=== Texte fourni ===

La méthode du Général de Gaulle était contestable et a été dénoncée. En 1962, les avis négatifs du Conseil d'État et du Conseil constitutionnel n'avaient pas été rendus publics. Ce dernier s'était par ailleurs déclaré incompétent et la motion de censure votée à l'Assemblée n'eut aucun effet. En 1969, la victoire du « non » a provisoirement mis un terme à cette utilisation de l'article 11, mais pas aux débats.

Depuis, plusieurs évolutions ont pu être constatées :

- en 1998, l'arrêt Sarran et Levacher du Conseil d'État, qui réserve l'article 89 pour les projets constitutionnels ;

- en 2000, les décisions Hauchemaille du Conseil constitutionnel, qui s'estime alors compétent pour contrôler la régularité des opérations préparatoires au référendum et la conformité du décret de convocation du scrutin. Laurent Fabius, qui depuis a été remplacé par Richard Ferrand, a rappelé que la Constitution ne pouvait être révisée que par la voie de l'article 89.

=== Données affichées ===

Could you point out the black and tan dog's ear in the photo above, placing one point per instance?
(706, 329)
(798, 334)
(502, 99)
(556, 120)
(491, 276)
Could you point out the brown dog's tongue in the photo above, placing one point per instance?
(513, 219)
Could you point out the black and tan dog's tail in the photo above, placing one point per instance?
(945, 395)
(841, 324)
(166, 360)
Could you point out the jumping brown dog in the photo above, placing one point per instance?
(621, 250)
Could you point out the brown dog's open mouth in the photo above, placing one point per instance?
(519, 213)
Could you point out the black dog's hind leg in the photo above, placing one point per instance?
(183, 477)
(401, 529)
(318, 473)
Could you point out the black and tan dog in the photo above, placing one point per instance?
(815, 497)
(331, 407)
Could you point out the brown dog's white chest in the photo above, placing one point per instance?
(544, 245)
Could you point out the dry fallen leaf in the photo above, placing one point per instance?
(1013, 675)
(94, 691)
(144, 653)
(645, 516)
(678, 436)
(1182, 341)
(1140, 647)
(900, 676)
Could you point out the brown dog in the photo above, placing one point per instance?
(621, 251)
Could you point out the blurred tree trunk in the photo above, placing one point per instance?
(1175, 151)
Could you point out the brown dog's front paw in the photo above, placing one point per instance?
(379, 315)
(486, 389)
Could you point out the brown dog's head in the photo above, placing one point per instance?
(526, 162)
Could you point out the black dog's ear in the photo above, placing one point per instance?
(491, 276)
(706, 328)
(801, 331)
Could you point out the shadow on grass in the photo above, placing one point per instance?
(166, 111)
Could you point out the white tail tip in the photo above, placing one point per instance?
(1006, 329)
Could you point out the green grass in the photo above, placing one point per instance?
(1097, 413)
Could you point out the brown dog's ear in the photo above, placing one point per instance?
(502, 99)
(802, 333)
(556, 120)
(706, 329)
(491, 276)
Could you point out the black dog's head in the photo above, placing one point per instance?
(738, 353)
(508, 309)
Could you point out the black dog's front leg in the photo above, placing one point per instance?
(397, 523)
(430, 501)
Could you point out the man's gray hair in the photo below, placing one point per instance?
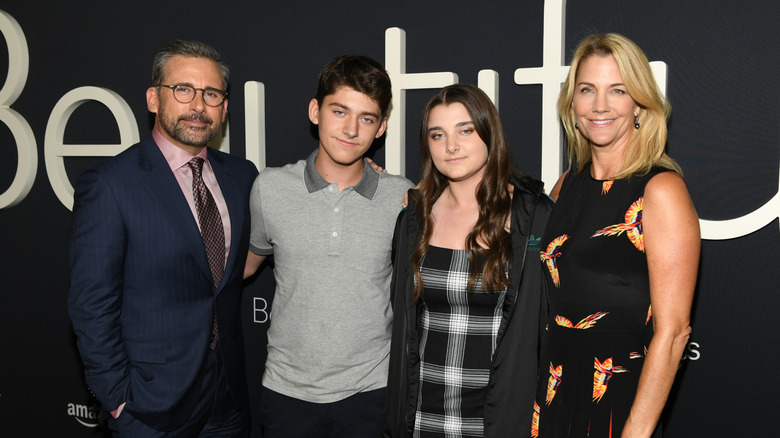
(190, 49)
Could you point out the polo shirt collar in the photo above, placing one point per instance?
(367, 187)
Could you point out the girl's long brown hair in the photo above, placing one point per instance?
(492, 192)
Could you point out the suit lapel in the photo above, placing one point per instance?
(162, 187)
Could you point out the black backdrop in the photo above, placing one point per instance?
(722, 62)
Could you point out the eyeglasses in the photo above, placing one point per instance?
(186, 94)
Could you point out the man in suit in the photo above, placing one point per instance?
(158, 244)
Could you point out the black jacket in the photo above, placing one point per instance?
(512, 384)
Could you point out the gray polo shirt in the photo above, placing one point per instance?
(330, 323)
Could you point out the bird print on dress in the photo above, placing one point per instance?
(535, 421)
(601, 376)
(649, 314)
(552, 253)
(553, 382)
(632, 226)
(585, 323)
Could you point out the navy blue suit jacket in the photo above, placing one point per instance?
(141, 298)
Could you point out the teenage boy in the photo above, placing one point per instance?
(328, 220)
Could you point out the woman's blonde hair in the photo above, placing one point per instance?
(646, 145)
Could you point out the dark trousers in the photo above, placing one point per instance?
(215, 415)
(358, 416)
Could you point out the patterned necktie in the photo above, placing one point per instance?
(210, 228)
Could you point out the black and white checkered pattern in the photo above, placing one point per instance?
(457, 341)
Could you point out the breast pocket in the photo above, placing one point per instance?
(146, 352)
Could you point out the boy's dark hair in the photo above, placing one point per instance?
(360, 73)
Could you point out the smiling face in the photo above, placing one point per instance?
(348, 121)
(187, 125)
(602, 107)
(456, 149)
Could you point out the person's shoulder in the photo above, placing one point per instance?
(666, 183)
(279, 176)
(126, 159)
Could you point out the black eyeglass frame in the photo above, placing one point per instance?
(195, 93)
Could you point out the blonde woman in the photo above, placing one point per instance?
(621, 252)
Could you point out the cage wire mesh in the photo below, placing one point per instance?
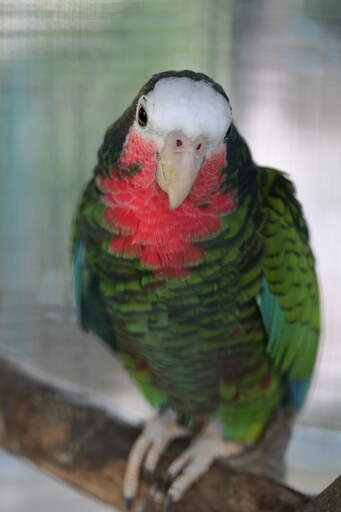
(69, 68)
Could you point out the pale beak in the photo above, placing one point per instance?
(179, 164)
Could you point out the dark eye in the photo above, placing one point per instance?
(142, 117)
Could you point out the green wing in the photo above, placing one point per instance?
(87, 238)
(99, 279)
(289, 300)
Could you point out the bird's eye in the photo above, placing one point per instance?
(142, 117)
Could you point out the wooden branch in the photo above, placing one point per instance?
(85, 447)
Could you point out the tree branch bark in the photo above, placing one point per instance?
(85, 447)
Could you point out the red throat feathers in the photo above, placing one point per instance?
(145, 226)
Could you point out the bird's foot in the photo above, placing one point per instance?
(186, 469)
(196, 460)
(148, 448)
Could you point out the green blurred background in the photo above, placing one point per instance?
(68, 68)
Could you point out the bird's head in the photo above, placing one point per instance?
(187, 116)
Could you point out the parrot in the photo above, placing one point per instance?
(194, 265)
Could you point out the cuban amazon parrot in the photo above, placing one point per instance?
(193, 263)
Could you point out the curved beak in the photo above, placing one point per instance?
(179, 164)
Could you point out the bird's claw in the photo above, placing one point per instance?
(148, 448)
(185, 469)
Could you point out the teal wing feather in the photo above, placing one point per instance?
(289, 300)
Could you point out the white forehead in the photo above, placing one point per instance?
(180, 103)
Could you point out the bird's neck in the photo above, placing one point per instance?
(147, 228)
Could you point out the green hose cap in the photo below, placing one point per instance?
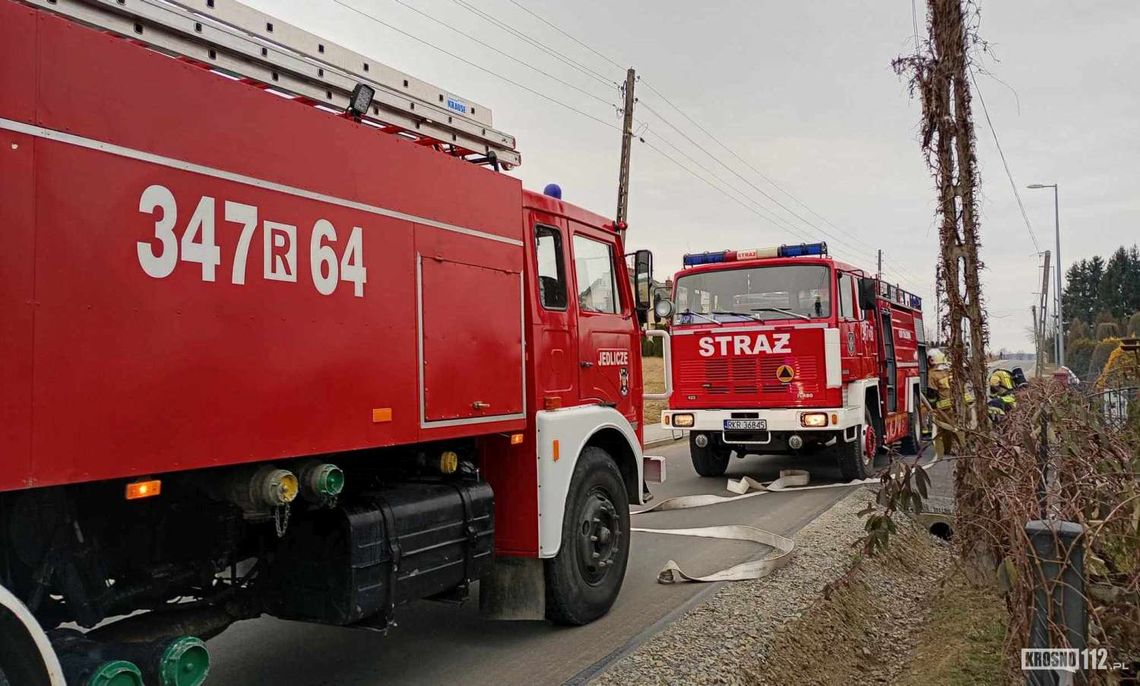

===
=== Données affichées ===

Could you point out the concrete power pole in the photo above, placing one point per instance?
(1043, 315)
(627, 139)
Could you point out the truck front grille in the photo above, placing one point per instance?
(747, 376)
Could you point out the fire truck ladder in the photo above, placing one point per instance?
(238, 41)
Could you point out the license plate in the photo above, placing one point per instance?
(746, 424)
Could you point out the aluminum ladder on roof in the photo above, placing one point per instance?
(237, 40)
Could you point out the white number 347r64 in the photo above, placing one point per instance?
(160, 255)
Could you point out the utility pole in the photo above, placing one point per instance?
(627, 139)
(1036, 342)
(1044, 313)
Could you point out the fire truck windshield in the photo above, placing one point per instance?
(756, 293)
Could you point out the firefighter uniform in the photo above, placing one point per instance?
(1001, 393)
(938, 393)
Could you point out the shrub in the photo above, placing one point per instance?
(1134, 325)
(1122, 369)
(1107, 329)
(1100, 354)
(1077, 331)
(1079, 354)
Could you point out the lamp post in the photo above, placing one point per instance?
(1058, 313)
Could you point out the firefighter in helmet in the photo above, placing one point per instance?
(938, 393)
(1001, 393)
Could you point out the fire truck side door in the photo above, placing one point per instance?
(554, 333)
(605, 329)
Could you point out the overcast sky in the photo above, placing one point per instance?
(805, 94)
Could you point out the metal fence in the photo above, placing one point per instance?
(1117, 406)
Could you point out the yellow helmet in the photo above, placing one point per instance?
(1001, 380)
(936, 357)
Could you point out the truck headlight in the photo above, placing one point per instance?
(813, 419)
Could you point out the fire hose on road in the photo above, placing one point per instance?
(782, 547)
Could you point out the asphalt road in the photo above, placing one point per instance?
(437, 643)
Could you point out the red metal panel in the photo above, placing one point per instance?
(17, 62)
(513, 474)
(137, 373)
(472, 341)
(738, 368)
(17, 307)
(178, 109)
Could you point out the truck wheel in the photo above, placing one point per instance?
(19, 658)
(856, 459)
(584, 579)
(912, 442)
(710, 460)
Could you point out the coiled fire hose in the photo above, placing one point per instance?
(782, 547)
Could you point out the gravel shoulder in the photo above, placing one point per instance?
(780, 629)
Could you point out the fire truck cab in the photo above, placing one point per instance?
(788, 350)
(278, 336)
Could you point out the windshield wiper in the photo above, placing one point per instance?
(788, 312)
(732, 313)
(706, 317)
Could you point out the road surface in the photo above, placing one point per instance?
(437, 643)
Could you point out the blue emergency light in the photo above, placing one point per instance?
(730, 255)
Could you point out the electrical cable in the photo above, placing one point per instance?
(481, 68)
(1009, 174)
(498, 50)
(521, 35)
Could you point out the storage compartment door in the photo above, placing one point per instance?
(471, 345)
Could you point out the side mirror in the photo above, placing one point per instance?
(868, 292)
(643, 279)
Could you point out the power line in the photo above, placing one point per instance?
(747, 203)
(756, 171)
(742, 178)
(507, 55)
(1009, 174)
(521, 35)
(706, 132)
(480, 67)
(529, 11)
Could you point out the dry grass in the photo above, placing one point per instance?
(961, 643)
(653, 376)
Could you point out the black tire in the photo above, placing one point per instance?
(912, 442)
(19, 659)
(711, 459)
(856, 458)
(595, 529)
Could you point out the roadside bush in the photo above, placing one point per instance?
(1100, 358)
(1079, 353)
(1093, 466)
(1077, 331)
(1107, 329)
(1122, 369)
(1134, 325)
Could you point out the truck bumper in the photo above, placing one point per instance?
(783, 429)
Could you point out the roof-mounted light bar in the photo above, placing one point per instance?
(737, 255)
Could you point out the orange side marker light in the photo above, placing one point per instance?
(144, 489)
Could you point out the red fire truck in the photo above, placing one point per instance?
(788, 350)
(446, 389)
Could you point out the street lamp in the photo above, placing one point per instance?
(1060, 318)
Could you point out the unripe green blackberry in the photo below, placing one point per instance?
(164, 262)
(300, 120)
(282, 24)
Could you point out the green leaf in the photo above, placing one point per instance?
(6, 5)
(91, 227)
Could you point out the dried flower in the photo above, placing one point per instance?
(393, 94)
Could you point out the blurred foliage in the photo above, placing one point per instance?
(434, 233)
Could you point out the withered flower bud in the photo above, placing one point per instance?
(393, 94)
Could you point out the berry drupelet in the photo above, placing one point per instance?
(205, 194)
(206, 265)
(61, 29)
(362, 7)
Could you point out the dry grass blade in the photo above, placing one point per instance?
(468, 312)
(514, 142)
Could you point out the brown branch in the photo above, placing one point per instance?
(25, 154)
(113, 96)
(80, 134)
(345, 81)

===
=== Données affichées ===

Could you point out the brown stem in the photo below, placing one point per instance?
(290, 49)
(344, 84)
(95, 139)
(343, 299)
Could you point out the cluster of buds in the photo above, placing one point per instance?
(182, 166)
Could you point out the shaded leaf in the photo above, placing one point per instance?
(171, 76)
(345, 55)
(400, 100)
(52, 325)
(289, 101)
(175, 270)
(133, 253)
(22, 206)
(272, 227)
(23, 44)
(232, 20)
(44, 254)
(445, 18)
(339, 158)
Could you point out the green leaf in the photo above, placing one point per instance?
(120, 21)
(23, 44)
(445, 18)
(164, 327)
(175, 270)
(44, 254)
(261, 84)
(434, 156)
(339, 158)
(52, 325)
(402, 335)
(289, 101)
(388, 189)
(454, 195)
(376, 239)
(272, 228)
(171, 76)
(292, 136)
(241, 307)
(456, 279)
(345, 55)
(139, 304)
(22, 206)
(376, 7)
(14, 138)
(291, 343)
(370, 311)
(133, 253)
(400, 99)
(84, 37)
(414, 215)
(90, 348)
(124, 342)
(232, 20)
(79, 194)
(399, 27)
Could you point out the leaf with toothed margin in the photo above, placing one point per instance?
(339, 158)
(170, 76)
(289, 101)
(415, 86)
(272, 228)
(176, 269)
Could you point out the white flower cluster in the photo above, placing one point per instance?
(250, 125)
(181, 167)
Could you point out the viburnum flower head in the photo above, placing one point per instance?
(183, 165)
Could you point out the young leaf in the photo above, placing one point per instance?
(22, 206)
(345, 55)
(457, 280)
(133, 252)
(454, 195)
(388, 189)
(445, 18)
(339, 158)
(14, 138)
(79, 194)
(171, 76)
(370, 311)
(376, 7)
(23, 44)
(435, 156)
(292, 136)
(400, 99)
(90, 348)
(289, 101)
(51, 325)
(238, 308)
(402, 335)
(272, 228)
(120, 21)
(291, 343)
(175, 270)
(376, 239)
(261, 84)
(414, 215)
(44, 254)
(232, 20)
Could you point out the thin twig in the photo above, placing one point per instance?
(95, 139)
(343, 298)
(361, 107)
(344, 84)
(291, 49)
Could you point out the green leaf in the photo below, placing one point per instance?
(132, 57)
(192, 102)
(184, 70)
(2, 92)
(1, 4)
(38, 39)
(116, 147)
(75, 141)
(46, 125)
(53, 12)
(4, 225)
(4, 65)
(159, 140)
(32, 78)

===

- Tâches demandées
**1.** Recopiez fidèlement le passage du texte sur le recours à l'article 11 qui va de « La méthode du » jusqu'à « pas aux débats. » inclus.
**2.** Prolongez le texte sur le recours à l'article 11 en reprenant après sa dernière phrase.

- Tâches résolues
**1.**
La méthode du Général de Gaulle était contestable et a été dénoncée. En 1962, les avis négatifs du Conseil d'État et du Conseil constitutionnel n'avaient pas été rendus publics. Ce dernier s'était par ailleurs déclaré incompétent et la motion de censure votée à l'Assemblée n'eut aucun effet. En 1969, la victoire du « non » a provisoirement mis un terme à cette utilisation de l'article 11, mais pas aux débats.

**2.**
Tous les doutes ne sont cependant pas levés et c'est dans cette brèche que Marine Le Pen envisage de s'engouffrer si elle accède au pouvoir. Il s'en suivrait très certainement une crise constitutionnelle, tout comme des actes de résistance, mais le Rassemblement national est prêt à cette épreuve de force.

Il peut s'appuyer sur les précédents du Général de Gaulle et cette déclaration symptomatique de Marine Le Pen : « si le peuple français choisit de changer sa Constitution, alors il le fera ». En d'autres termes, si le peuple français élit une candidate d'extrême-droite qui aura clairement présenté ce programme pendant sa campagne électorale, qui pourrait s'opposer à cette volonté ?

Les conséquences de l'adoption de ce texte iraient bien au-delà de la question d'ores et déjà sensible de la « maîtrise de l'immigration ».

La réintroduction dans la pratique constitutionnelle de l'article 11 marquerait une dérive plébiscitaire du régime, qui par ailleurs aurait un impact encore plus lourd pour le Sénat : il perdrait un poids considérable dans son dialogue avec l'exécutif (les lois organiques comme les lois constitutionnelles pourraient être soumises au référendum sans passer par le Sénat, alors qu'actuellement il peut exercer un sérieux rapport de force dans leur adoption).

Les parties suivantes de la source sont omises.